* ABOUT THIS TASK *
Quote, word for word, the passage of the essay on the Missoula court case between "That’s really the" and "many of us.", inclusive.

I thought of that story again when I read about a court case in Missoula, Montana (you can read about it here and here). A woman, identified in court documents as L.K., was diagnosed with Stage I cervical cancer. She has hesitated to have a hysterectomy. Reportedly, she made this decision so far in part because she might want to have a child (something a physician has stated is unlikely but possible), and in part for “religious reasons.”
Her “religious reasons” were a matter of concern for one of her physicians and one of her nurses, who between the two of them sent three letters last fall to the Missoula County attorney’s office. The point of the letters was to question, based on her “religious reasons,” whether she was competent to make the decision regarding surgery and a condition that would eventually be fatal if left untreated. A medical guardian was appointed, who signed a consent for the hysterectomy. The surgery was scheduled for last Thursday, but has been postponed by the State Supreme Court to allow an appeal by a public defender.
In a hearing last week, a psychiatrist stated that the patient had “religious delusions,” including that “God had healed her.” These delusions prevented her from making the appropriate decision to accept the surgery. The patient, on the other hand, said she did understand her condition and her risk. She simply wanted to make her own decision on her own schedule. Her public defender said she is not delusional, but simply very religious, and that forcing this surgery would harm her religious freedom, her physical integrity, and her dignity.
Now, let me say that it is entirely possible that a person might be delusional with religious ideation. It is possible that is the case with this woman. However, without actually hearing the conversations, I couldn’t say for myself which I thought was the case. And while I do have respect for psychiatrists and psychologists, and find that the great majority of them have respect for patients’ religious concerns, there are exceptions. There are still those who feel that any religious thoughts are by definition dysfunctional. Again, without actually hearing the conversations, I hesitate to express an opinion.
There is, though, another point from which to consider this. I have observed that autonomy has become the driving moral principle in health care decisions these days. This case has in tension the patient’s autonomy with the physicians’ concern for the patient’s best interest (Beneficence). Now, if and to the extent that this woman is delusional, she may be limited in understanding her own best interest (and I say “to the extent” because decisional capacity isn’t really all or nothing); but if and to the extent that she is not delusional, she has the right to make this decision, even if she ends up dying for it.
That’s really the hard point of the principle of Autonomy for many health care providers. If we are to allow patients to make their own decisions, we have to respect their right to make even decisions we thing are wrong. Yeah, we might think a particular decision is wrong, or even crazy; but that doesn’t make the patient crazy in the clinical sense.
We can certainly hope that the judge will give the appeal careful and thorough consideration. L.K. certainly needs for the review to be thorough, but so do the rest of us. If it appears that a patient has been declared incompetent only because the patient refuses a treatment, even a treatment that may be life-saving, there is the risk that a court decision may result in loss of rights for many of us.

* DATA PROVIDED *
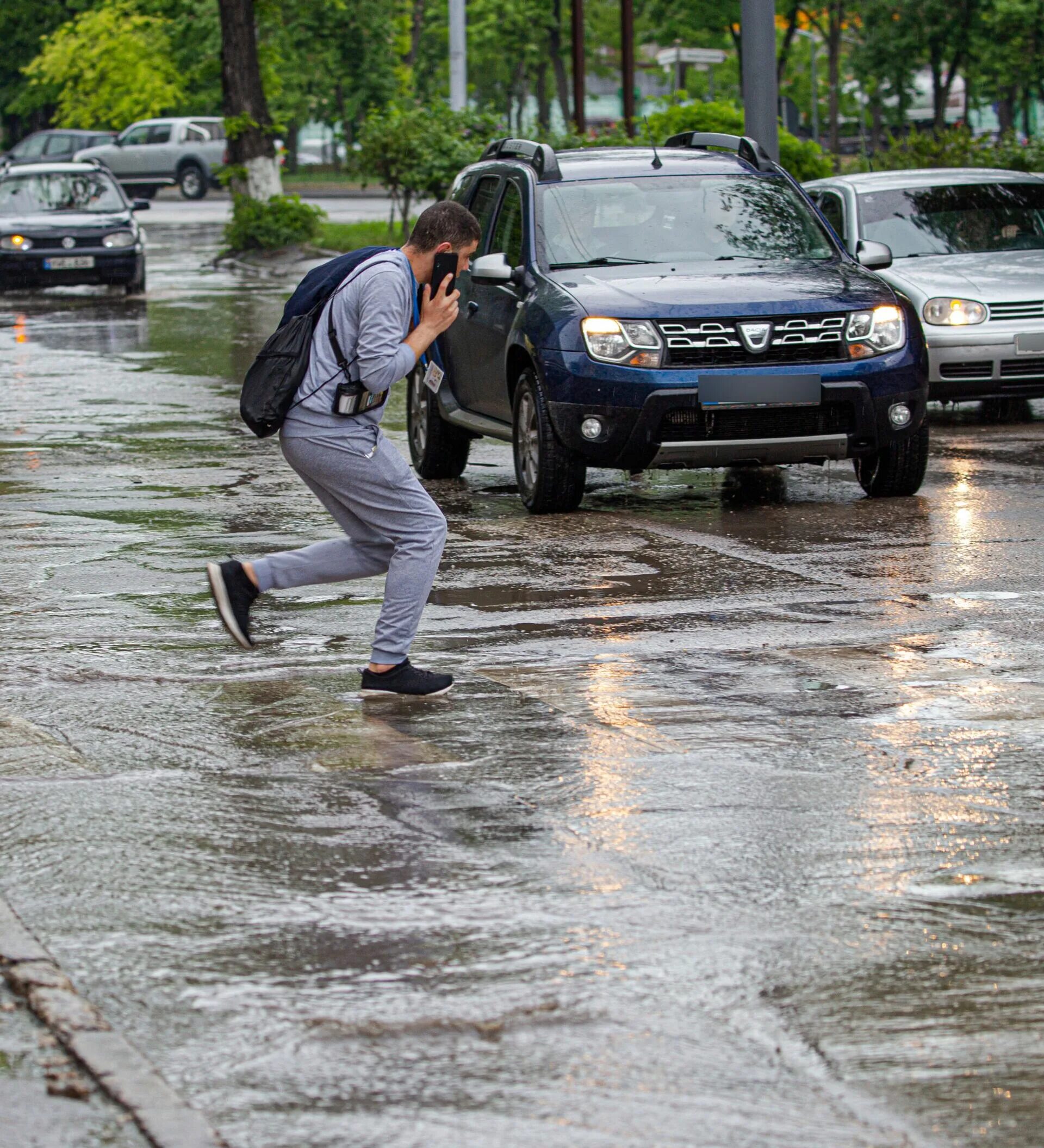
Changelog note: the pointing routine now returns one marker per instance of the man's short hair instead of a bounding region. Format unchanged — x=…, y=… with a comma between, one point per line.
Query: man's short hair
x=444, y=223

* SOLUTION BELOW *
That’s really the hard point of the principle of Autonomy for many health care providers. If we are to allow patients to make their own decisions, we have to respect their right to make even decisions we thing are wrong. Yeah, we might think a particular decision is wrong, or even crazy; but that doesn’t make the patient crazy in the clinical sense.
We can certainly hope that the judge will give the appeal careful and thorough consideration. L.K. certainly needs for the review to be thorough, but so do the rest of us. If it appears that a patient has been declared incompetent only because the patient refuses a treatment, even a treatment that may be life-saving, there is the risk that a court decision may result in loss of rights for many of us.